> _Excerpt_
-- Opening Marker --
- Born: January 8, 2003 (age 22) Hampden, Massachusetts, U.S.
- Occupation: Singer
- Instruments: Guitar
- Years active: 2020–present
- Labels: Sony Music Nashville; River House Artists;
- Website: www.itsgeorgiawebster.com

= Georgia Webster =

American country music singer

Georgia Webster (born January 8, 2003) is a social media personality and American country music singer signed to Sony Music Nashville. She first gained prominence when her song “Tell Your Mom” went viral on TikTok. She released her major label debut, First Goodbye, in July 2021.

== Early life and debut EP ==
Born and raised in Hampden, Massachusetts, Webster was inspired to start writing after reading the Harry Potter books, starting with short stories then gradually shifting into songwriting. Inspired by singers such as Miley Cyrus, Carrie Underwood, John Mayer, and Keane, Webster began taking music seriously as a teenager and attended the Berklee College of Music summer songwriting workshop. Shortly afterward, she released a clip of her song "Tell Your Mom" on TikTok, and the video amassed over two million views in just a few days.

Webster soon linked with guitarist/producer Paul DiGiovanni, who helped her complete a full version of "Tell Your Mom."
-- Closing Marker --
> _Records provided_
-- Opening Marker --
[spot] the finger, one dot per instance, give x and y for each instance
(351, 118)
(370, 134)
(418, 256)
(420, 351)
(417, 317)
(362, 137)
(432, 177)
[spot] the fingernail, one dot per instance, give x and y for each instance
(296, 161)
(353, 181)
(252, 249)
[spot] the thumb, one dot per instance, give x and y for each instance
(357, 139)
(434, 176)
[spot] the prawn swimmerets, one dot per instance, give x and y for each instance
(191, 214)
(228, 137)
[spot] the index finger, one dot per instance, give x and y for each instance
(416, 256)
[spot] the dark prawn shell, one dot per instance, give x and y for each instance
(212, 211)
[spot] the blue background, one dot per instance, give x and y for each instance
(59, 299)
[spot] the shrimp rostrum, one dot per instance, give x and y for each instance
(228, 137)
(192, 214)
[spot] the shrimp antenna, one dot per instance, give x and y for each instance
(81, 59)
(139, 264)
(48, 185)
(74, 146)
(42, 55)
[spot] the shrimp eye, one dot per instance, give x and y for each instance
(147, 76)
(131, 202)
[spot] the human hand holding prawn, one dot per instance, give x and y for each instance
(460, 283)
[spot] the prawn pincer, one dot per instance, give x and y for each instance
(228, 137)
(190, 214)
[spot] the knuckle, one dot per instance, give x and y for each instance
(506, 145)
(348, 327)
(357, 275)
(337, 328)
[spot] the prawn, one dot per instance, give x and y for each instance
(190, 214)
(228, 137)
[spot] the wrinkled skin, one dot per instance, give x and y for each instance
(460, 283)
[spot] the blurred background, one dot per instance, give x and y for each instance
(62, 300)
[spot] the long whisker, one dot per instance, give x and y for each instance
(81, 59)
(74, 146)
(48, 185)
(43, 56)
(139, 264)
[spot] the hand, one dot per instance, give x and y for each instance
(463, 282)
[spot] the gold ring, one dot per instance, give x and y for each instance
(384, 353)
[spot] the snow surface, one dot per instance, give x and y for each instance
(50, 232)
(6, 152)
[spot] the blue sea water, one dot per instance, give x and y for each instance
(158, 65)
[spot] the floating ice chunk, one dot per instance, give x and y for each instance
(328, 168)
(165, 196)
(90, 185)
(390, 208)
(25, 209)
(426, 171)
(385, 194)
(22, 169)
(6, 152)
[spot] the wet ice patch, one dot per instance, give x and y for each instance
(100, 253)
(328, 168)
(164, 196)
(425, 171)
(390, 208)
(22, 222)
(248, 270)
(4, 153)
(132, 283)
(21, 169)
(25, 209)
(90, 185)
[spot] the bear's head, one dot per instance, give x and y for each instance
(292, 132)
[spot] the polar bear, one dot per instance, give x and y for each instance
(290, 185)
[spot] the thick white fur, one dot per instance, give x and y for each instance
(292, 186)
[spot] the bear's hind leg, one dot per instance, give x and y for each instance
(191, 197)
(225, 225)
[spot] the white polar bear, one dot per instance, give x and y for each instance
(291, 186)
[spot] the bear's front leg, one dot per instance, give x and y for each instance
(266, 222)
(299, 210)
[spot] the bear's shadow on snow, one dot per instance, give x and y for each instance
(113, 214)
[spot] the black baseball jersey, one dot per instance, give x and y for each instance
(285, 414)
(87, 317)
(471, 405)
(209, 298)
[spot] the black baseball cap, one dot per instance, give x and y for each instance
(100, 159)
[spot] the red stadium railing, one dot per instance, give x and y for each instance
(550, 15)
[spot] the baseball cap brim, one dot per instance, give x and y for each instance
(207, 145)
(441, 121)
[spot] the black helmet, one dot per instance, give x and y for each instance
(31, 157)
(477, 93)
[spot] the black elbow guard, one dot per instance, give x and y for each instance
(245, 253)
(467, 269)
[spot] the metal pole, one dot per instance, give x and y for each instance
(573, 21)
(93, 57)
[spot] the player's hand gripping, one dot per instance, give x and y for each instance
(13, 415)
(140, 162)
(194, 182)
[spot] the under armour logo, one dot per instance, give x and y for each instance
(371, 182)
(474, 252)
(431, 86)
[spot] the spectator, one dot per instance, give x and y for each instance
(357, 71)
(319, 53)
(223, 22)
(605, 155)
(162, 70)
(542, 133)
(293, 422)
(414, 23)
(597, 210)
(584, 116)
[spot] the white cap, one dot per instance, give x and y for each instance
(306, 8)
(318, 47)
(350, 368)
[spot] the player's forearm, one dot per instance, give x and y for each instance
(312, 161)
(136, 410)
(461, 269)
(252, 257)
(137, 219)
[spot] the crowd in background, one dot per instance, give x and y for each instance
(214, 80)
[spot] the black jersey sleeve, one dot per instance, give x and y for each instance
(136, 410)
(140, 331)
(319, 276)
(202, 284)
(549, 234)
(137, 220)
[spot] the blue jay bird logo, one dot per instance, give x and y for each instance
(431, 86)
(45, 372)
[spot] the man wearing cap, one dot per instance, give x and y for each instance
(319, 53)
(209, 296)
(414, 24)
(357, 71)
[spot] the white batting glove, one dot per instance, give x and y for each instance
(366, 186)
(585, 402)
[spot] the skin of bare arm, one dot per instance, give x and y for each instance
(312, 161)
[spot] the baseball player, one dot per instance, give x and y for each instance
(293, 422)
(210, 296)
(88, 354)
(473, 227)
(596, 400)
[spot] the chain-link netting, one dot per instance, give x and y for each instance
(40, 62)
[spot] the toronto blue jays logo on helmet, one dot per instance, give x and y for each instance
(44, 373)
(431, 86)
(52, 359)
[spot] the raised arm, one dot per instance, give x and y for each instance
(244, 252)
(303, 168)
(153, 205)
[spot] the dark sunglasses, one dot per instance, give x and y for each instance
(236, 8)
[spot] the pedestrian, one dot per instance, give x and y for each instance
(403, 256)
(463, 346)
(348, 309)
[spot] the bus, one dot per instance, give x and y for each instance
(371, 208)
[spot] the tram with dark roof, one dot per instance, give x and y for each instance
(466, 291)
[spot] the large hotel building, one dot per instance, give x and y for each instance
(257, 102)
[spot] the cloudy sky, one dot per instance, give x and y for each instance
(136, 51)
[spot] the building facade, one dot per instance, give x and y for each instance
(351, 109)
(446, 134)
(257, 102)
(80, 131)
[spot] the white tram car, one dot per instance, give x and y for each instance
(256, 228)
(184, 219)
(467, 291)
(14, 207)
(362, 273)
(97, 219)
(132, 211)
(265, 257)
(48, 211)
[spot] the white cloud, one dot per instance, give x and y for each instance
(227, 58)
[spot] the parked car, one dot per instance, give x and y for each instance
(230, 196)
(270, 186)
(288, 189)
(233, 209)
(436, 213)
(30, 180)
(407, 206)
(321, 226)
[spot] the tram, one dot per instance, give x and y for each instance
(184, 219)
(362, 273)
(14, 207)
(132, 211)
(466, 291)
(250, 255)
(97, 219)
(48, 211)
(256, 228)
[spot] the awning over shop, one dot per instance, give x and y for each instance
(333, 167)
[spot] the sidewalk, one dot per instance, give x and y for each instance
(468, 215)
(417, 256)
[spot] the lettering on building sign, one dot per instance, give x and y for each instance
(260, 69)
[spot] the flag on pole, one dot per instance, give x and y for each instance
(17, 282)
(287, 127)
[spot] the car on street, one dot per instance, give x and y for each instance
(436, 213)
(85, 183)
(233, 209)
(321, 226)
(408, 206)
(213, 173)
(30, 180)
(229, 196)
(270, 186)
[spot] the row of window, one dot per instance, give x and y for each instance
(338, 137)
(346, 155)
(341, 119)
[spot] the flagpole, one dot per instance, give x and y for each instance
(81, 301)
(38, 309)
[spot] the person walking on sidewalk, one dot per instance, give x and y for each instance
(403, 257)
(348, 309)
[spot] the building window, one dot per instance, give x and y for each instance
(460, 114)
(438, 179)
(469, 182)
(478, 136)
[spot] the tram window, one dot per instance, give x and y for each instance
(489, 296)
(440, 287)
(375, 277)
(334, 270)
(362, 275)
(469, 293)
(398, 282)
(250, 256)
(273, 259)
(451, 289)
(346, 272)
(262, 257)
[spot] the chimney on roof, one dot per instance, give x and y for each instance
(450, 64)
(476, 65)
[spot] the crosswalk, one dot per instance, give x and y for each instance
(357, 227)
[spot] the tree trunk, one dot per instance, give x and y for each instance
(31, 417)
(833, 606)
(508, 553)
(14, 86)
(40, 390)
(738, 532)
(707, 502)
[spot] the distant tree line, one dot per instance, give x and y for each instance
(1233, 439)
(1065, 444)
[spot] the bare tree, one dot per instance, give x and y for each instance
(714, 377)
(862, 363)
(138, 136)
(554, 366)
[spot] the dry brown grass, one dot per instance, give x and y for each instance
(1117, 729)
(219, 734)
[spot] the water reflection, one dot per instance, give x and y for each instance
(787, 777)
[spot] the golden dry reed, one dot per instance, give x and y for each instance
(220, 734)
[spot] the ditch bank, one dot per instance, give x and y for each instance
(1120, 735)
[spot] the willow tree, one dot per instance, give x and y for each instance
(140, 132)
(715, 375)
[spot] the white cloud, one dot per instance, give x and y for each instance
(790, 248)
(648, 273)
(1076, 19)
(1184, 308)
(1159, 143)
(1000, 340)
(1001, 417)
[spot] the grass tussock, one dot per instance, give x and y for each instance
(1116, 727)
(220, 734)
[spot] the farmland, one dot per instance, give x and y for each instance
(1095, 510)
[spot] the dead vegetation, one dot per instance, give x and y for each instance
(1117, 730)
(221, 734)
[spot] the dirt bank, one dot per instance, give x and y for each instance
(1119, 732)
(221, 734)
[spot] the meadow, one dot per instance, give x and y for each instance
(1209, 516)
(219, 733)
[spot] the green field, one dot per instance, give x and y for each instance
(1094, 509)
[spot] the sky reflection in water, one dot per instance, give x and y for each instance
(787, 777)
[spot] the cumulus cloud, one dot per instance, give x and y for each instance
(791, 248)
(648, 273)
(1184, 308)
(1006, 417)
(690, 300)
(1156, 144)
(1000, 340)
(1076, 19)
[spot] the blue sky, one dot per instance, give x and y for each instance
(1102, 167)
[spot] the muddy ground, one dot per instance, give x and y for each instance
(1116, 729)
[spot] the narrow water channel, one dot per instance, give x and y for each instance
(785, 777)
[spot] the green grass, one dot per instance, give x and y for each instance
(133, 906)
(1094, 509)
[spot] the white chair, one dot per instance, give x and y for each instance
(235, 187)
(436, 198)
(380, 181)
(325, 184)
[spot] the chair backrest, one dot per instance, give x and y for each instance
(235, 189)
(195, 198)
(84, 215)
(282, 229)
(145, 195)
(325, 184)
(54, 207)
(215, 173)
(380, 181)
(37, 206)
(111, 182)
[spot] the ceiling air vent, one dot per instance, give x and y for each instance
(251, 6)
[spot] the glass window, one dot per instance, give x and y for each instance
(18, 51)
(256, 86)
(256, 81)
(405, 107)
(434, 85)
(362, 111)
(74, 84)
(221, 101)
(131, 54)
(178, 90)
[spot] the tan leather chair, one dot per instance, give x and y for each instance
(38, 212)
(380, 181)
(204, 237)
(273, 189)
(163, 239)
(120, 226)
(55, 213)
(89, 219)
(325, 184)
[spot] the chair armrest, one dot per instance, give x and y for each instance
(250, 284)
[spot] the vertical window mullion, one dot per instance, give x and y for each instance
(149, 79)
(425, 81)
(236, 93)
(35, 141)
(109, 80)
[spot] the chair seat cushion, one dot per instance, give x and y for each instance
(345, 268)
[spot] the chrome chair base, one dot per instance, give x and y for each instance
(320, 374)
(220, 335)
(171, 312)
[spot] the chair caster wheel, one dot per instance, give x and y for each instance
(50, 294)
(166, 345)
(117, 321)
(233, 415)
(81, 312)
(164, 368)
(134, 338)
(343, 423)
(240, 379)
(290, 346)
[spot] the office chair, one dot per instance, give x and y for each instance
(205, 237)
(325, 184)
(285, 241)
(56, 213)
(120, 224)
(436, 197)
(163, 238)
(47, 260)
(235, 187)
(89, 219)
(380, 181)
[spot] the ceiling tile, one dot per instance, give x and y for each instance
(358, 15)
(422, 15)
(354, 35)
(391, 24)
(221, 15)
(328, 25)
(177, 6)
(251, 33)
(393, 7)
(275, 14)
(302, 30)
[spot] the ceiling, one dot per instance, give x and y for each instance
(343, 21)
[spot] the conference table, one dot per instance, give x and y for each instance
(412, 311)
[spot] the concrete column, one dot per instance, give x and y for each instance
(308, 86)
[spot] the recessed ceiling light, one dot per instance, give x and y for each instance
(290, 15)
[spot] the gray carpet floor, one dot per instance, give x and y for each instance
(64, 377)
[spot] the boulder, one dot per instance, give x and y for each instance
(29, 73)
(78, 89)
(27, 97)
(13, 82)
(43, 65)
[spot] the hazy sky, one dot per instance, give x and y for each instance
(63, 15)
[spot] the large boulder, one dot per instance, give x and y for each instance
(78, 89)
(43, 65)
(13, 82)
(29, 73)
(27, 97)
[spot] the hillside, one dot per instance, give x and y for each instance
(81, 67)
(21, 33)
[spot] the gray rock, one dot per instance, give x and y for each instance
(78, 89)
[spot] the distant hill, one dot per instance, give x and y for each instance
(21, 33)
-- Closing Marker --
> _Prompt 1_
Translate this sentence from the Georgia Webster article into Spanish: "She first gained prominence when her song “Tell Your Mom” went viral on TikTok."
> _Prompt 2_
Duplicate everything in the Georgia Webster article from "Georgia Webster (born" down to "a few days." with no changes.
> _Prompt 3_
Write the next part of the Georgia Webster article, picking up right after its last sentence.
The data above comes from a separate source.

> _Answer box 1_
Primero ganó notoriedad cuando su canción “Tell Your Mom” se volvió viral en TikTok.

> _Answer box 2_
Georgia Webster (born January 8, 2003) is a social media personality and American country music singer signed to Sony Music Nashville. She first gained prominence when her song “Tell Your Mom” went viral on TikTok. She released her major label debut, First Goodbye, in July 2021.

== Early life and debut EP ==
Born and raised in Hampden, Massachusetts, Webster was inspired to start writing after reading the Harry Potter books, starting with short stories then gradually shifting into songwriting. Inspired by singers such as Miley Cyrus, Carrie Underwood, John Mayer, and Keane, Webster began taking music seriously as a teenager and attended the Berklee College of Music summer songwriting workshop. Shortly afterward, she released a clip of her song "Tell Your Mom" on TikTok, and the video amassed over two million views in just a few days.

> _Answer box 3_
Webster signed a record deal with Sony Music Nashville in March 2021 and concurrently released her follow-up single, "Push & Pull." After unveiling her introductory EP, First Goodbye, just a few months later, she was invited to join Ingrid Andress as direct support on her international Feeling Things Tour.

In June 2023, Webster joined Kelsea Ballerini on her HEARTFIRST Tour through the summer, and is continuing to support Ballerini, alongside Ingrid Andress, on her one night only Homecoming Show in Knoxville, Tennessee in November 2023.

== Discography ==
=== Extended Plays ===
- First Goodbye (Sony Music Nashville, 2021)
- Chapter 1: Things We're Not Saying - EP (Sony Music Nashville, 2022)
- SIGNS (Sony Music Nashville, 2024)

=== Singles ===
- "Tell Your Mom" (Independent, 2020)
- "Push & Pull" (Sony Music Nashville, 2021)
- "I Hate Phone Calls (Long Distance Sucks)" (Sony Music Nashville, 2022)
- "Attention" (Sony Music Nashville, 2024)
- "Delusional" (Sony Music Nashville, 2024)
- "This Ain't a Breakup (feat. Nightly)" (Sony Music Nashville, 2024)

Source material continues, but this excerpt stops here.